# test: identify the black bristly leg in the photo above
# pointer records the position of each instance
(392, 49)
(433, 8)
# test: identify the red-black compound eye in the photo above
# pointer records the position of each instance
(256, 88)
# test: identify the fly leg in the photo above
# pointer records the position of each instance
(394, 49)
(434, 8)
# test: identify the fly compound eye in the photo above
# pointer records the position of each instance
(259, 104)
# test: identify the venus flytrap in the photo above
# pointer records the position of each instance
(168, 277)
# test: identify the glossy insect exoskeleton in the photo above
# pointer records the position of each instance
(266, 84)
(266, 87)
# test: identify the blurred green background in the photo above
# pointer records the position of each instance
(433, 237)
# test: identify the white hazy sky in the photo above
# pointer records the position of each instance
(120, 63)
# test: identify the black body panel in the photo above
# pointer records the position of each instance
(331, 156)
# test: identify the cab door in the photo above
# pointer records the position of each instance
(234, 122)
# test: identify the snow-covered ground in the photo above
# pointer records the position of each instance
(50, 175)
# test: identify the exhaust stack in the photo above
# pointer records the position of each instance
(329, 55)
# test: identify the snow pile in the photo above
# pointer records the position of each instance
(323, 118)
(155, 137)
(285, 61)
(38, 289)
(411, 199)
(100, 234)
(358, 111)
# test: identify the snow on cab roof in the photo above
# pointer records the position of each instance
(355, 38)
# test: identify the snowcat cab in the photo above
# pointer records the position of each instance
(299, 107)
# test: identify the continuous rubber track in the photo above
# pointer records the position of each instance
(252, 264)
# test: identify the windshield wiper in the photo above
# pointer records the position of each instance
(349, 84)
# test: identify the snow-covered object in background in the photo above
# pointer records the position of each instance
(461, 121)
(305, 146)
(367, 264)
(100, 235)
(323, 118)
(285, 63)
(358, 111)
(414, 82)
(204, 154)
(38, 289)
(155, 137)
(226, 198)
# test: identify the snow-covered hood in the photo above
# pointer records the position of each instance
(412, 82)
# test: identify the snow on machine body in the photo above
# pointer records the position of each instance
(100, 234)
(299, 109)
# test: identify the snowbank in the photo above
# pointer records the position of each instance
────────────────────
**AIM**
Format the lines above as a Markdown table with two columns: Row, which numbers each line, and Line, which holds its text. Leave out any blank lines.

**RESULT BELOW**
| Row | Line |
|---|---|
| 1 | # test: identify the black bristly leg in the photo above |
| 2 | # pointer records the position of each instance |
| 3 | (392, 49) |
| 4 | (433, 8) |
| 5 | # test: identify the red-black compound eye in the photo above |
| 6 | # pointer records the position of each instance |
| 7 | (256, 88) |
| 8 | # test: identify the fly leg in the photo above |
| 9 | # pointer records the position of each instance |
| 10 | (394, 49) |
| 11 | (434, 8) |
| 12 | # test: identify the fly compound eye in the photo above |
| 13 | # pointer records the position of each instance |
| 14 | (259, 104) |
| 15 | # test: identify the venus flytrap in the photo above |
| 16 | # pointer records the position of each instance |
| 17 | (168, 277) |
| 18 | # test: identify the glossy insect exoskeleton in the photo above |
| 19 | # pointer records the position of each instance |
| 20 | (266, 84) |
| 21 | (266, 87) |
| 22 | # test: identify the blurred green background in the photo above |
| 23 | # pointer records the position of each instance |
| 24 | (433, 237) |
| 25 | # test: identify the white hazy sky in the photo above |
| 26 | # pointer records the position of each instance |
| 27 | (120, 63) |
| 28 | # test: identify the black body panel in the photo above |
| 29 | # pointer records the position of each instance |
| 30 | (331, 156) |
| 31 | # test: identify the cab door in the photo above |
| 32 | # pointer records the position of each instance |
| 33 | (234, 122) |
| 34 | # test: identify the snow-covered ground in the photo above |
| 35 | # pointer records the position of each instance |
| 36 | (50, 175) |
| 37 | # test: identify the exhaust stack in the photo above |
| 38 | # pointer records the position of each instance |
| 39 | (329, 55) |
| 40 | # test: identify the snow pile in the photo above |
| 41 | # pointer records the position of each instance |
| 42 | (323, 118) |
| 43 | (155, 137) |
| 44 | (285, 61) |
| 45 | (38, 289) |
| 46 | (411, 199) |
| 47 | (100, 234) |
| 48 | (358, 111) |
| 49 | # test: identify the snow on cab roof in the photo above |
| 50 | # pointer records the position of each instance |
| 51 | (355, 38) |
| 52 | # test: identify the snowcat cab in the photo above |
| 53 | # pointer records the position of each instance |
| 54 | (299, 107) |
| 55 | # test: identify the continuous rubber track in the photo above |
| 56 | # pointer records the position of each instance |
| 57 | (252, 264) |
| 58 | # test: identify the windshield wiper in the photo above |
| 59 | # pointer records the position of each instance |
| 60 | (349, 84) |
| 61 | # test: identify the snow-covered object in background in the photo above |
| 62 | # pointer records the position of each instance |
| 63 | (461, 121) |
| 64 | (305, 146) |
| 65 | (367, 264) |
| 66 | (100, 235) |
| 67 | (323, 118) |
| 68 | (285, 63) |
| 69 | (358, 111) |
| 70 | (414, 82) |
| 71 | (204, 154) |
| 72 | (38, 289) |
| 73 | (155, 137) |
| 74 | (226, 198) |
| 75 | # test: identify the snow-covered hood in the photo above |
| 76 | # pointer records the position of each instance |
| 77 | (412, 82) |
| 78 | # test: identify the snow on machine body in the photo above |
| 79 | # pointer records the position of each instance |
| 80 | (100, 234) |
| 81 | (299, 109) |
| 82 | # test: identify the snowbank in the photo above |
| 83 | # pointer records the position of each instance |